Please rewrite the records below as a Markdown table with the columns Row and Record line, one numbered row per line and no rows for blank lines.

Dataset excerpts =
____________________
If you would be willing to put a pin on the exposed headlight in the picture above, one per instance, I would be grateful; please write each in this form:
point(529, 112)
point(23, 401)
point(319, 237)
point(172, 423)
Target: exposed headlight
____________________
Exercise output =
| Row | Record line |
|---|---|
| 1 | If you would be willing to put a pin on the exposed headlight in the picture above, one per instance, I would be grateful; please write each in this form: |
| 2 | point(529, 112) |
| 3 | point(23, 401) |
| 4 | point(319, 237) |
| 5 | point(172, 423) |
| 6 | Target: exposed headlight |